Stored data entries

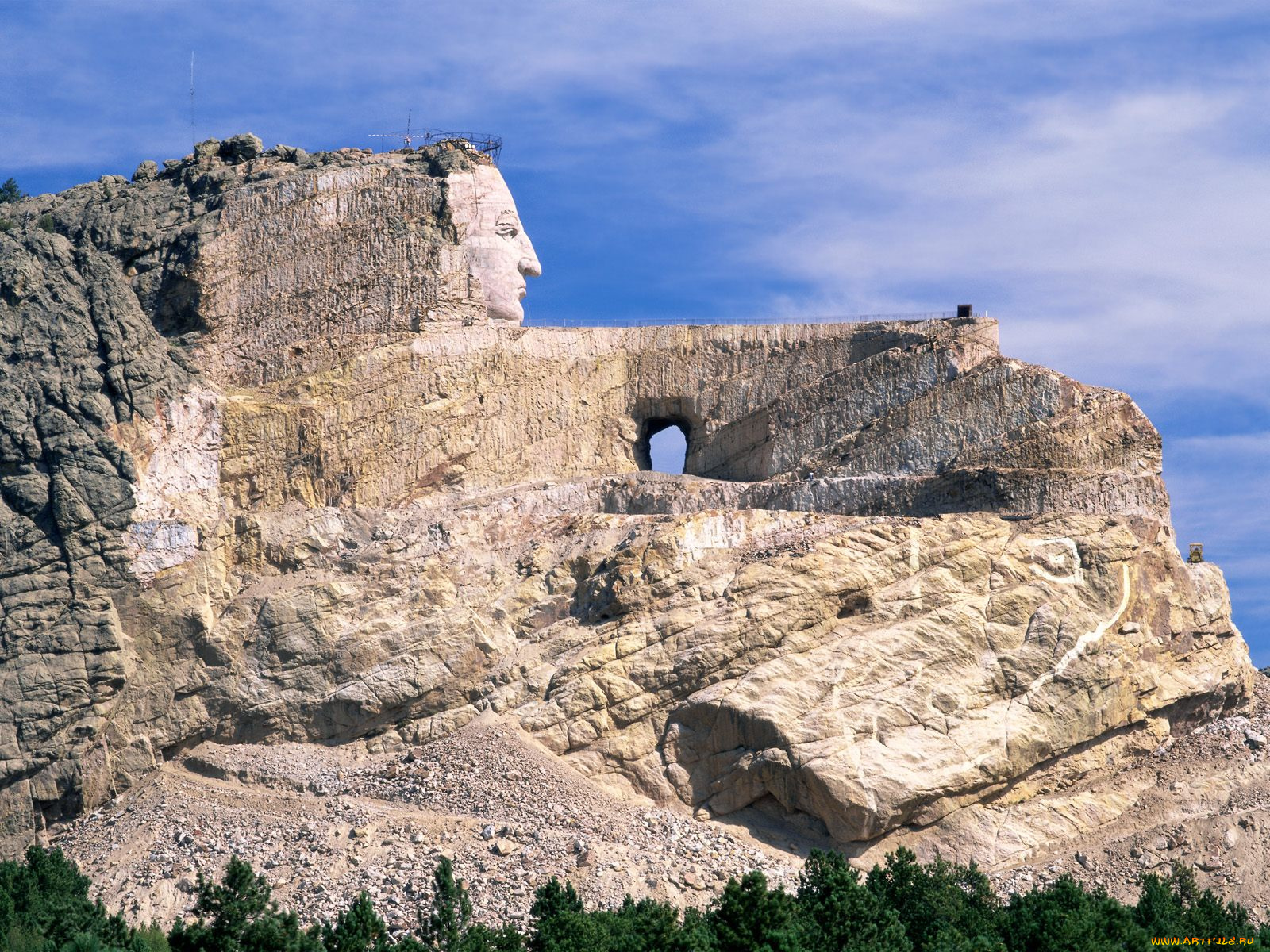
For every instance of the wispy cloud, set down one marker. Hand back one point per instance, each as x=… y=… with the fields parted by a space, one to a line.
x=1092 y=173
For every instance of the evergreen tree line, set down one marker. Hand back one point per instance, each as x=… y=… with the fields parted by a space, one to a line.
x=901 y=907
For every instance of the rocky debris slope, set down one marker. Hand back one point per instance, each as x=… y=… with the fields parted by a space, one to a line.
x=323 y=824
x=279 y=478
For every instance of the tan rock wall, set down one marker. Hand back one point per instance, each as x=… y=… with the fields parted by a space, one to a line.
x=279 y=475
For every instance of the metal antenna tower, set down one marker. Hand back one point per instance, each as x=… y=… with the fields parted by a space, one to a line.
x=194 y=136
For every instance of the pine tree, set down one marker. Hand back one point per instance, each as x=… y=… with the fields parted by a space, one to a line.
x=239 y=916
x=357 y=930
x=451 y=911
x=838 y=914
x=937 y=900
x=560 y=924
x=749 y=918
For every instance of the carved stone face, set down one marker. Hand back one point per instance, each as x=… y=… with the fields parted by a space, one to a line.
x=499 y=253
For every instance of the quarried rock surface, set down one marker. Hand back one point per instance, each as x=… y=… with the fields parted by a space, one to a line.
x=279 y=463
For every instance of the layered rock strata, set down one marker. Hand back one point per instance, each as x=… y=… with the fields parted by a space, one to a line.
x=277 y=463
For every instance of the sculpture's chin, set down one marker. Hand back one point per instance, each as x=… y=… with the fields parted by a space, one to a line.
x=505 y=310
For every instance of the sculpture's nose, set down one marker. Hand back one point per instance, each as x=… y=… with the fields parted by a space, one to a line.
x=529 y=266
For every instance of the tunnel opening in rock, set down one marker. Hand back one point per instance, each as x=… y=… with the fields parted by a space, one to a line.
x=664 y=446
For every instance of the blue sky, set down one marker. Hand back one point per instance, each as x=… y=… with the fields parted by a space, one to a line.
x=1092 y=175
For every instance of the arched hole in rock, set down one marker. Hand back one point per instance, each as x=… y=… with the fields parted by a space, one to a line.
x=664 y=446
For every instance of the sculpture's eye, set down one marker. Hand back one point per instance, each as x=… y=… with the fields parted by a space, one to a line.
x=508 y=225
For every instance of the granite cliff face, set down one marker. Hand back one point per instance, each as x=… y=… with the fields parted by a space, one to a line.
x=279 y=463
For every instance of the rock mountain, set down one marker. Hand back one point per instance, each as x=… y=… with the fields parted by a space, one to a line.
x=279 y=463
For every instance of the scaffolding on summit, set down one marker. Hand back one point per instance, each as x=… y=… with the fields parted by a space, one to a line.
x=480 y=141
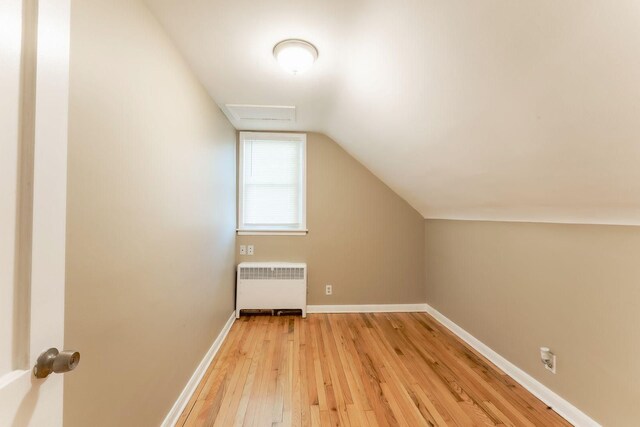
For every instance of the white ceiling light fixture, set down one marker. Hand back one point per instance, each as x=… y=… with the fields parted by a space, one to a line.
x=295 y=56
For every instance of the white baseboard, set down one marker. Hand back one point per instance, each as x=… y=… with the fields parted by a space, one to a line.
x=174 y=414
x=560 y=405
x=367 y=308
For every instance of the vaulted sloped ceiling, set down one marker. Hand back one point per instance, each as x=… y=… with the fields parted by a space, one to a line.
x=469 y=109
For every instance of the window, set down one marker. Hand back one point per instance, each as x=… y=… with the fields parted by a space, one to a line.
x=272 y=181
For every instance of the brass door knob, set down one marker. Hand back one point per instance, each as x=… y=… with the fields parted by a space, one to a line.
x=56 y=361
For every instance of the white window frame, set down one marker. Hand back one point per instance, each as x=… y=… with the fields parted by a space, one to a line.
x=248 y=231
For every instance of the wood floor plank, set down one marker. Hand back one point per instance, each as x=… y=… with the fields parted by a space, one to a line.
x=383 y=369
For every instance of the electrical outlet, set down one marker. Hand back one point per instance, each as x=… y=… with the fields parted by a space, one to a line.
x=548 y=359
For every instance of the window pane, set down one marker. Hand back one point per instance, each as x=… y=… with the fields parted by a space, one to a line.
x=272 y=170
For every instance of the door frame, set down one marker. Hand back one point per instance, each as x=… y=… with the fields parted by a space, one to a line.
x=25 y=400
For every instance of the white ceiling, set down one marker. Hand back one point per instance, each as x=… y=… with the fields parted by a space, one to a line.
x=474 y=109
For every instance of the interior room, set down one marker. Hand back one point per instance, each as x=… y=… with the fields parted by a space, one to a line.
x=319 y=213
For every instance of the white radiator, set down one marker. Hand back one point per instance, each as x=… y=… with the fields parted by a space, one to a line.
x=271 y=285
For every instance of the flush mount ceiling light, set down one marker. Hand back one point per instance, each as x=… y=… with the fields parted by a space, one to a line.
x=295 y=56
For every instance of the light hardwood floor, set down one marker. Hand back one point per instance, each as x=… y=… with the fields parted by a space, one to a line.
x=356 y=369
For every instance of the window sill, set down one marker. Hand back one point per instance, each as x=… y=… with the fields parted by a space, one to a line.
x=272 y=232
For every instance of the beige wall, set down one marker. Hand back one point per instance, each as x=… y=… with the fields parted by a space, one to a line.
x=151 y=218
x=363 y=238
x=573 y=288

» **WORK TASK**
Write out every entry above exactly as it stands, minus the pictures.

» **ANSWER**
For every instance of the wispy cloud, set down one marker. Hand back one point per instance, each as x=… y=… with the fields parted by a space, one to a line.
x=1092 y=173
For every instance of the evergreen tree line, set down one marker. Hand back one point per instance, each as x=… y=… with the fields parted by a space, one to a line.
x=901 y=907
For every instance of the rocky debris slope, set down one marker. Hand back one point per instance, each as x=… y=… with the fields parted by a space, one to a line.
x=323 y=824
x=279 y=478
For every instance of the tan rock wall, set down one marker. Hand back one point per instance, each as x=… y=… with the fields parted by a space, one to a line.
x=279 y=475
For every instance of the metal antenna tower, set down one marker. Hand back one point per instance, each as x=… y=… with the fields parted by a space, one to a line.
x=194 y=136
For every instance of the pine tree, set down one marker. Hand back one point per instance, each as x=… y=… with the fields parted by a space, one to a line.
x=239 y=916
x=357 y=930
x=451 y=911
x=838 y=914
x=937 y=900
x=560 y=924
x=749 y=918
For every instance of the carved stone face, set down one marker. Hand back one point per instance, each as x=… y=… with the fields parted by a space, one to a line.
x=499 y=253
For every instance of the quarried rock surface, set down one marker. Hand back one point per instance, each as x=… y=… with the fields parted by a space, one to a line.
x=279 y=463
For every instance of the layered rock strata, set down one marker. Hand back one point per instance, each as x=… y=… with the fields parted by a space, one to a line.
x=277 y=463
For every instance of the sculpture's chin, set down one marker. Hand back one point per instance, each as x=… y=… with the fields parted by a space, one to a line.
x=505 y=310
For every instance of the sculpture's nose, set down one marker. Hand back one point per instance, each as x=… y=… with the fields parted by a space, one to a line.
x=529 y=266
For every instance of the tunnel opening in rock, set down one marker. Hand back one point per instance, each as x=… y=… with the fields parted by a space, one to a line.
x=664 y=446
For every instance of the blue sky, set down one marker. Hand back one point per instance, each as x=… y=… with the fields parted by a space, one to a line.
x=1092 y=175
For every instance of the arched hole in rock, set down one marker. Hand back one point per instance, each as x=… y=… with the fields parted by a space, one to a line.
x=664 y=446
For every instance of the sculpture's eye, set down one marker. Hand back one point per instance, each as x=… y=… with the fields parted by a space, one to a line.
x=508 y=225
For every instance of the granite cliff face, set down one marker. Hand back one point per instance, each as x=… y=… with the fields parted by a space, one to a line.
x=279 y=463
For every instance of the rock mountain, set down one marker. Hand back one point per instance, each as x=… y=… with the fields parted by a space, one to a line.
x=279 y=463
For every instance of the scaffolding on summit, set down one marker. Hand back one point per instance, each as x=… y=… with the fields parted by a space, one to a line.
x=480 y=141
For every instance of the white ceiling light fixture, set down one marker. Hand back one point per instance, each as x=… y=… with the fields parted by a space, one to a line.
x=295 y=56
For every instance of the white baseboard, set down one marker. Hand back one point per instance, each as x=… y=… with the fields parted by a space, one to a line.
x=174 y=414
x=560 y=405
x=367 y=308
For every instance of the vaulted sloped ceiling, set down one marker. Hand back one point per instance, each as x=… y=… with the fields parted by a space, one to a line.
x=469 y=109
For every instance of the window, set down one marker. Hand back one point per instance, each as x=… y=… with the fields parted by a space, one to a line.
x=272 y=181
For every instance of the brass door knob, set down one marker. Hand back one point per instance, each as x=… y=… with the fields parted by a space, one to a line.
x=56 y=361
For every instance of the white window frame, set down one marker. Hand back one point per instance, each as x=… y=… with the fields parted by a space, one to a line.
x=248 y=231
For every instance of the wood floor plank, set down one marker. Hand back one point per instance, each as x=… y=… with the fields parted by a space, one to a line.
x=383 y=369
For every instance of the electrical outlet, set down one marker. Hand back one point per instance, each as x=… y=… with the fields parted by a space, one to a line.
x=548 y=359
For every instance of the window pane, set down one marker. Hand back one point per instance, each as x=… y=… with the fields parted by a space, one to a line.
x=272 y=170
For every instance of the door frame, set down one marker. Hand back one point per instance, each as x=… y=… with the fields parted by a space, one to a line.
x=25 y=400
For every instance of the white ceiling, set down one marker. Hand back one point per instance, each as x=… y=… with the fields parted by a space, one to a line.
x=474 y=109
For every instance of the interior room, set down one marker. Hand back one point per instance, each as x=… y=… with the fields parted by a space, one to a line.
x=319 y=213
For every instance of the white radiator, set down one marker. Hand back one point per instance, each as x=… y=… with the fields parted by a space, one to a line.
x=271 y=285
For every instance of the flush mount ceiling light, set down one marker. Hand back one point per instance, each as x=… y=… with the fields parted by a space, one to a line.
x=295 y=56
For every instance of the light hardwood floor, set down one marker. Hand back one point per instance, each as x=… y=… with the fields parted by a space, one to a line.
x=356 y=369
For every instance of the window sill, set down one marker. Hand back one point per instance, each as x=… y=… with the fields parted by a space, one to a line.
x=272 y=232
For every instance of the beige wall, set down one marker. Hand back one point per instance, each as x=… y=… with the fields parted by a space, one to a line.
x=151 y=218
x=363 y=238
x=573 y=288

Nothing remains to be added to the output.